[Natural-language object grounding data]
((
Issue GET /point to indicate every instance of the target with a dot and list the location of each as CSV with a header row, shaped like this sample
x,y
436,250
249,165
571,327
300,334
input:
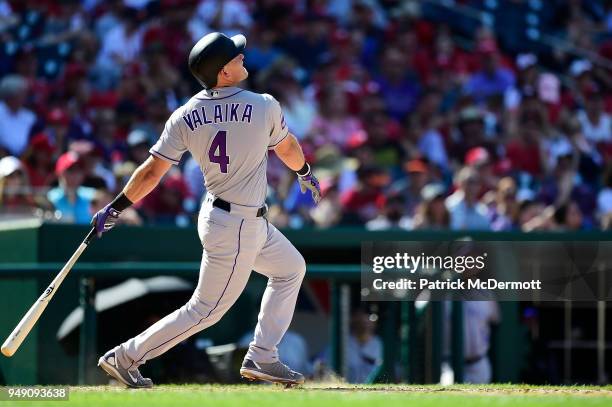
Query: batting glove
x,y
105,219
309,182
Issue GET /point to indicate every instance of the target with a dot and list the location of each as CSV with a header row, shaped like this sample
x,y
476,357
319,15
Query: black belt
x,y
475,359
227,207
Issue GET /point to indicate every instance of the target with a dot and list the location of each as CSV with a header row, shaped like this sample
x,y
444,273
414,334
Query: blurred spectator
x,y
328,212
71,199
505,208
466,212
95,174
120,45
169,203
398,86
478,318
604,198
299,109
493,79
392,215
410,186
138,144
431,213
596,123
524,152
334,124
39,160
15,193
261,52
17,121
364,348
229,16
360,202
568,217
468,134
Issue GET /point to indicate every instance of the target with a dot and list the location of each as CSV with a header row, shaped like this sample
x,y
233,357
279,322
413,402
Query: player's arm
x,y
290,152
141,183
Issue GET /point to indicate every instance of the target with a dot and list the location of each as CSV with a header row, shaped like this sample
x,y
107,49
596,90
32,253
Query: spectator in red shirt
x,y
524,151
360,202
39,160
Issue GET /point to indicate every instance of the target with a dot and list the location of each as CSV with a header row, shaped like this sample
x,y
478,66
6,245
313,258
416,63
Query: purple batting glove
x,y
310,182
105,219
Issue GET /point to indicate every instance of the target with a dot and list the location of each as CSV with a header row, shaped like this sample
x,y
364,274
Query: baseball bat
x,y
23,328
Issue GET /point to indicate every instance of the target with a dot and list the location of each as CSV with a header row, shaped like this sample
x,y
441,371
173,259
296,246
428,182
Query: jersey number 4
x,y
218,151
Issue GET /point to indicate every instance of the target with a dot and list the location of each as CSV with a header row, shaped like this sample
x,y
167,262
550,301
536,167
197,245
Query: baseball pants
x,y
233,244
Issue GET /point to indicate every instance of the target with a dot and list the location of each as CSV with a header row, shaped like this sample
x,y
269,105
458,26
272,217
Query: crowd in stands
x,y
408,122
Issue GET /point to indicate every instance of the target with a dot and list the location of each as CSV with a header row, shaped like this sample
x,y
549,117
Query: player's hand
x,y
105,219
309,182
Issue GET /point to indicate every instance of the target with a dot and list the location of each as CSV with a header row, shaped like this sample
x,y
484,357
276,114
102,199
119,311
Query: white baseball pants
x,y
234,244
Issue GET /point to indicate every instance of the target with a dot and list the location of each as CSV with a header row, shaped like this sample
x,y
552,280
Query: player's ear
x,y
225,74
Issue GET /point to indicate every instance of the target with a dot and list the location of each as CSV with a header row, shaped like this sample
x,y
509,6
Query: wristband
x,y
305,170
121,202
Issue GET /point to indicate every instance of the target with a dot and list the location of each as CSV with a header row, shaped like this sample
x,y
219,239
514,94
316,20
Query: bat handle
x,y
90,236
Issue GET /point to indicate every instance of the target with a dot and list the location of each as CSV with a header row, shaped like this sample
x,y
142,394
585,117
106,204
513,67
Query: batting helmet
x,y
211,53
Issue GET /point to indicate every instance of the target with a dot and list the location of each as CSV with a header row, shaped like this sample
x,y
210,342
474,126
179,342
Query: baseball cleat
x,y
276,372
131,378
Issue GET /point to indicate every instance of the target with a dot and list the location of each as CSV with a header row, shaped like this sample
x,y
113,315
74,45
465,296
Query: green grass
x,y
334,395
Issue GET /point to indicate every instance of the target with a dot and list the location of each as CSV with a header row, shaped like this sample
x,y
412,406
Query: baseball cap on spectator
x,y
356,139
58,116
477,156
9,165
487,47
75,70
137,137
12,85
432,191
41,142
580,66
66,161
525,61
415,166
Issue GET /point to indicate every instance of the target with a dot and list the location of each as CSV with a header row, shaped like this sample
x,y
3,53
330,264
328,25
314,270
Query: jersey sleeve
x,y
278,129
170,146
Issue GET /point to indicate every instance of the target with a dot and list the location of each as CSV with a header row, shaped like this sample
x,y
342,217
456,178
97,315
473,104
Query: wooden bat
x,y
23,328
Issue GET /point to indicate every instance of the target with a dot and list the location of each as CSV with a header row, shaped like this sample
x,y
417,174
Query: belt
x,y
227,207
474,359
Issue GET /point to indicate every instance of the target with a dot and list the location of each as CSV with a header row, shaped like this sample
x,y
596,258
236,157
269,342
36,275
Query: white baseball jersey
x,y
228,131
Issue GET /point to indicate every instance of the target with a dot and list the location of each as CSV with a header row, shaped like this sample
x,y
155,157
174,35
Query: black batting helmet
x,y
211,53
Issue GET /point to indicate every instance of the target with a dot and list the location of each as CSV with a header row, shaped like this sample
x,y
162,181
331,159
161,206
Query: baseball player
x,y
228,131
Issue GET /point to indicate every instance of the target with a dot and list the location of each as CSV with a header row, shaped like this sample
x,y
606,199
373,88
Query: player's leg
x,y
284,266
230,247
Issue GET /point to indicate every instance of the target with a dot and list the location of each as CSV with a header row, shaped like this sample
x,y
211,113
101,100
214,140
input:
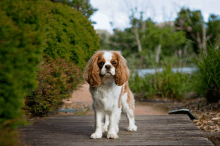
))
▸ **Try it**
Because only the text is wanted, copy each record above precisely and omit its pictures.

▸ **Exercise output**
Issue GET /point to indicate every instance of the target with a dot and list the location of each as CSV with a header row, shaped like this sample
x,y
436,250
249,165
571,327
300,334
input:
Query: batting glove
x,y
105,219
309,182
Issue GET /point to indicate every instance of the target with a dot and list the location of each as CSV with a header row, shaped like this sample
x,y
476,357
319,15
Query: black belt
x,y
475,359
227,207
Issue GET /point to indicate every instance of the target with a dot and list the location of each as CSV with a header row, shaped like this sample
x,y
444,273
414,334
Query: blurred spectator
x,y
328,212
71,199
505,208
466,212
95,174
120,45
169,203
398,86
478,318
604,198
299,109
493,79
392,215
410,186
138,144
431,213
596,123
524,152
334,124
39,160
15,193
261,52
17,121
364,348
229,16
360,202
568,217
468,134
Issue GET /point to indicate every instance of the target with a dot and list the location of each as CSV with a header row, shaped like this sample
x,y
233,357
279,322
413,402
Query: player's arm
x,y
290,152
141,183
Issue GET /point to indicate every instance of the target with a dot and list the location of each as CSV with a header row, shaped like this sample
x,y
107,49
596,90
32,253
Query: spectator in red shirt
x,y
524,151
360,202
39,160
Issue GET /point to indicate every instance of the target with a dot and list the location of each as CSV with a header row, shaped like this sample
x,y
478,66
6,245
313,258
416,63
Query: purple batting glove
x,y
310,182
105,219
Issue GET /point to indicate every instance of the target with a dot and list the location of each as CSV with a header row, shaped like this sample
x,y
364,274
Query: baseball bat
x,y
23,328
Issue GET /point to indicate every instance of the target with a dot and list the location of each as CSV with a header row, shaped like this sample
x,y
441,371
173,259
296,246
428,182
Query: jersey number 4
x,y
218,151
Issue GET /point to indicate every instance of the target with a dot and list the location of each as CSV with a header row, shaped like this sample
x,y
167,262
550,301
536,167
197,245
Query: baseball pants
x,y
233,244
Issue GET /point to indicate every instance of the target with a dot and list the location of each as CSV with a header row, shaped like this sample
x,y
269,105
458,26
272,217
Query: crowd in stands
x,y
408,122
Issue GET /point to indicate every instance of the target with a dot and list the location of each as CSV with a header row, shaped like this sample
x,y
549,117
Query: player's hand
x,y
105,219
309,182
Issue GET /point to indicate every instance of the target with a dot and list the location of each as CSV with a header row, shaped like this sample
x,y
484,357
276,114
102,199
119,311
Query: white baseball pants
x,y
234,244
Issue GET /point to indicate every instance of the target with a dot and list the location of each as CSV with a header row, shaped like this sample
x,y
552,280
Query: player's ear
x,y
225,74
Issue GET /point to indicate every instance of the target with a dot and list the location of each as CSV with a header row, shaped like this sample
x,y
509,6
Query: wristband
x,y
305,170
121,202
Issue GET /point to indicate every instance of the target with a dot and list the location of each as CSV with a header row, shaped like this sample
x,y
219,239
514,94
316,20
Query: bat handle
x,y
90,236
Issue GET /point to indicate every instance of the target with a dot and list the location of each as CSV with a header row, shaped like this sample
x,y
142,394
585,117
106,204
513,67
Query: batting helmet
x,y
211,53
Issue GET /point to indicate every instance of the target with a dot and list the location of each as CSV with a header row, shaped like this sample
x,y
210,342
474,126
179,342
Query: baseball cleat
x,y
276,372
131,378
Issue GET /point to indicate every instance of the target with a dot and list the location of each as CSV with a header row, shaped like this sample
x,y
113,315
74,45
465,296
Query: green grass
x,y
334,395
Issue GET /point to indicate every instance of the target with a dot and list the location of each as CSV with a header row, shaped like this sample
x,y
412,406
Query: baseball cap on spectator
x,y
356,139
58,116
477,156
9,165
487,47
75,70
137,137
12,85
432,191
41,142
580,66
66,161
525,61
415,166
Issue GET /point to indicate every instance of the target with a dot and list the location of each as CSV with a header row, shaped like this sample
x,y
3,53
330,264
328,25
314,270
Query: jersey sleeve
x,y
278,129
170,146
Issue GET /point to indicate every instance of the target with a dot and list the location of each as CSV with a header row, shaped like this sample
x,y
342,217
456,178
97,315
473,104
Query: wooden bat
x,y
23,328
Issue GET /point to indicate every instance of the target with a dot and list the location of each as CSV with a header row, shaped like this sample
x,y
417,174
Query: belt
x,y
227,207
474,359
Issue GET /point to indicate every instance of the target with a dot and list the location of each as CSV with a header row, shaped like this sample
x,y
596,258
236,157
269,342
36,275
Query: white baseball jersey
x,y
228,131
Issue GET /point to indicate every instance of the target with a dot and list the location of each as CSV with a header row, shaped like this sample
x,y
155,157
174,35
Query: black batting helmet
x,y
211,53
Issue GET /point to indicate every instance of the target with a dot and list the location of each as CSV with a header row, shaped like this sample
x,y
162,181
331,159
161,206
Query: baseball player
x,y
228,131
Issue GET /point to indicate every instance of the target with a dot and list the location of each as CSV with a header row, shaped like this sample
x,y
606,199
373,88
Query: player's leg
x,y
284,266
230,247
Issue GET /point to indicate every instance of the target with a dot and list the location of each as CSV with a header row, shaped like this sample
x,y
211,113
101,100
214,140
input:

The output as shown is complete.